For companies running their own datacenter, setting up internal DNS infrastructure is essential for performance and ease of maintenance. Setting up a single DNS server for occasional requests is pretty straightforward, but scaling and distributing requests across multiple data centers is challenging. In this post, we'll describe the evolution of our DNS infrastructure from a simple setup to a more distributed configuration that is capable of reliably handling a significantly higher request volume.
DNS primer
In order to talk to each other via network computers are assigned ip addresses (http://en.wikipedia.org/wiki/IP_address). IP address can be either IPv4 (e.g. 192.168.1.100) or IPv6 (e.g. fe80::3e97:eff:fe3a:ef7c). Humans are not that good in memorizing IP addresses so the Domain Name System (DNS) was created (http://en.wikipedia.org/wiki/Domain_Name_System). DNS translates human readable domain names to IP address. This allows you to type www.hulu.com in your browser to watch your favorite show instead of typing http://165.254.237.137. DNS can be used to resolve different types of names. The most important examples are:
  • A name corresponding to an IPv4 address
  • AAAA name corresponding to an IPv6 address
  • CNAME alias to another name
  • PTR ip address, corresponding to another name

The DNS response contains a response code. A few important examples are:

  • NOERROR name was resolved ok
  • NXDOMAIN there is no ip address for given name
  • NODATA there is no information for given name and request type, but given name has information for other request types.

.....

Exercises:
- 1) In the article on DNS infrastructure, what does the response code NXDOMAIN mean?
- 2) Output the part of the article on DNS infrastructure starting at "The DNS response" and ending at "other request types.".
- 3) Carry on writing the article on DNS infrastructure from its last sentence.
The data has no role in anything asked here.

(Dataset rows)
.....

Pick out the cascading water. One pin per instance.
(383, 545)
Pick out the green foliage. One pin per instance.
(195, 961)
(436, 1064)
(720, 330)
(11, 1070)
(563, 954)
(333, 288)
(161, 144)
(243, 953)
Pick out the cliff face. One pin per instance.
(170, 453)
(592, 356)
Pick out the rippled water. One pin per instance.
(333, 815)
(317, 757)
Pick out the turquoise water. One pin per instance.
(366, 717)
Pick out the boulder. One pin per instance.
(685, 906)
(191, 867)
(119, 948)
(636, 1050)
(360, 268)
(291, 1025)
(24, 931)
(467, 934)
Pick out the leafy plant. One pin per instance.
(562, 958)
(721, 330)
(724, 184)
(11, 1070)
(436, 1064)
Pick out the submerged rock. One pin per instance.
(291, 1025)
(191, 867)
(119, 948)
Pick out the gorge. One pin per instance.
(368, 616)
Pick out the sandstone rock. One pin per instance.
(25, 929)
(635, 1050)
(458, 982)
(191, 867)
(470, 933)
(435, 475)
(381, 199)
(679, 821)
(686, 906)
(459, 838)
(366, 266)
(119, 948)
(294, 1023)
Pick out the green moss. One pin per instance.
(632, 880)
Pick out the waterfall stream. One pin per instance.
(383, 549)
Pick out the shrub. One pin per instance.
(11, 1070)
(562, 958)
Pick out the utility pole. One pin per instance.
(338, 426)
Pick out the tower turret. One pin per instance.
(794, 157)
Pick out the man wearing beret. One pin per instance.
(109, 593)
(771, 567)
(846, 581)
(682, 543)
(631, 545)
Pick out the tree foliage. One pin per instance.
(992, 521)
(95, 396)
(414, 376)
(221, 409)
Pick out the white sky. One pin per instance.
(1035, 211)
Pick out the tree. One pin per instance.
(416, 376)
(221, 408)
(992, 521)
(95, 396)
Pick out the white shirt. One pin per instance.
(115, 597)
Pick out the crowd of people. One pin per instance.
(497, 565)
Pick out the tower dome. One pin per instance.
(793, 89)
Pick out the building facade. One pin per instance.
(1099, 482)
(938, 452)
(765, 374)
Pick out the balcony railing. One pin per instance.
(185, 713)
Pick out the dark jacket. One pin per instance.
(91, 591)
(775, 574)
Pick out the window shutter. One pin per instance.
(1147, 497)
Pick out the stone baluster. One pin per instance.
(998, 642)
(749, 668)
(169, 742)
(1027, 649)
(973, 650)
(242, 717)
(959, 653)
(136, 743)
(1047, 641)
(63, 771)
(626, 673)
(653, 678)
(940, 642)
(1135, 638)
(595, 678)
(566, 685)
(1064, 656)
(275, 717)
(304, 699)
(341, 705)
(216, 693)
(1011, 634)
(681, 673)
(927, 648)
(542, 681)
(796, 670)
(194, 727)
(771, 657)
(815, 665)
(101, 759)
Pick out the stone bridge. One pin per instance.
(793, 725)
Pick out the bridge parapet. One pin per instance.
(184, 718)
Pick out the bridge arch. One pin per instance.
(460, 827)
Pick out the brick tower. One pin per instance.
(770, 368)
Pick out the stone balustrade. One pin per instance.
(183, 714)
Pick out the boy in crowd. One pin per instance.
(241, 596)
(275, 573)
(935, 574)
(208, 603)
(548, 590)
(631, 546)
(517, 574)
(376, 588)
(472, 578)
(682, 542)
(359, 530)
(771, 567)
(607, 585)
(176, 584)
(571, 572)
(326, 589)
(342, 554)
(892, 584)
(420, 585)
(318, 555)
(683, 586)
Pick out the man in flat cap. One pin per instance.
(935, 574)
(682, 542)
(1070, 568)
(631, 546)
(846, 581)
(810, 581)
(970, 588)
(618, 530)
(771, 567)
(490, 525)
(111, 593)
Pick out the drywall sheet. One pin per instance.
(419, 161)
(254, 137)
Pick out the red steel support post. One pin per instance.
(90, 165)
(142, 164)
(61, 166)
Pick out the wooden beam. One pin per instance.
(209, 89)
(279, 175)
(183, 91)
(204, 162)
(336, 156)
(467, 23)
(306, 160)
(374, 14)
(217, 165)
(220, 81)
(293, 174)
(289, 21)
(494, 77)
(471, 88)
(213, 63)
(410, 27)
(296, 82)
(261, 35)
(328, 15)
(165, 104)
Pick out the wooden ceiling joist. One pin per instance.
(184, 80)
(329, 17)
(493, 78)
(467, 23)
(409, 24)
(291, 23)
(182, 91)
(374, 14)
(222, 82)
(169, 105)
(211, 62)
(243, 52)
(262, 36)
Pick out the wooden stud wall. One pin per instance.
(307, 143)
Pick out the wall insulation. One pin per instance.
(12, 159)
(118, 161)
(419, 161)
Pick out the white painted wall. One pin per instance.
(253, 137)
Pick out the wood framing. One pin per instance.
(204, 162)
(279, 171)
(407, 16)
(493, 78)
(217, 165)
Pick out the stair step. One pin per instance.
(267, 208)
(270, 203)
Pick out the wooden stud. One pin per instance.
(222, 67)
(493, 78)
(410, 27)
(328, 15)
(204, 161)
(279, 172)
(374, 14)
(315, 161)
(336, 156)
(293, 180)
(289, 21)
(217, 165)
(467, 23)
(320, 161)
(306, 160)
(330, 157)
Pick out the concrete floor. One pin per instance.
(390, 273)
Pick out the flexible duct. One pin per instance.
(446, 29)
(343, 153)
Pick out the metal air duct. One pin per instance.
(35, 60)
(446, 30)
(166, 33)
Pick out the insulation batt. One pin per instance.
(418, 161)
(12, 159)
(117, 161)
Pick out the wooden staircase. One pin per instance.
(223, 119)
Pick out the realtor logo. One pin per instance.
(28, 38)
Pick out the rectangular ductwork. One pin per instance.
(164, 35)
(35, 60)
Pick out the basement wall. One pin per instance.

.....

Written answers:
- 1) There is no IP address for the given name.

- 2)
The DNS response contains a response code. A few important examples are:

  • NOERROR name was resolved ok
  • NXDOMAIN there is no ip address for given name
  • NODATA there is no information for given name and request type, but given name has information for other request types.

- 3)
A DNS zone is any distinct, contiguous portion of the domain name space in the Domain Name System (DNS) for which administrative responsibility has been delegated to a single manager. The domain name space of the Internet is organized into a hierarchical layout of subdomains below the DNS root domain.
DNS servers will be referred to as nameservers through the rest of this document. Nameservers can be recursive if they forward a request further in case they can't respond by themselves or authoritative if they respond to a given query without additional requests. Recursive DNS servers are called recursors.
For this document, we'll call servers that send DNS requests to nameservers clients. Linux uses a resolv.conf file located at /etc/resolv.conf that contains DNS configuration, including the list of nameservers to use for DNS requests.
Initial configuration
Initially we had a very straightforward DNS infrastructure configuration:
  • 4 nameservers in each datacenter behind a load balancer
  • Each nameserver was running a PowerDNS (https://www.powerdns.com/) authoritative service and recursor service
  • The recursor service was configured to serve internal zones using PowerDNS server on the same host
  • Every client had a resolv.conf configured with the load balancer DNS virtual IP address and 2 ip addresses of backend nameservers. If a timeout occurred for a DNS request sent through the load balanced endpoint, a request would be sent directly to the nameservers.
This worked, but DNS uses UDP which does not guarantee delivery. While the overall DNS infrastructure worked ok, sometime names failed to resolve due to network issues or excessive traffic. As a result of the occasional failures, service owners tended to replace names with ip addresses in their configurations after seeing the occasional failures. This was especially true for services with extremely high request rates.
On the nameservers.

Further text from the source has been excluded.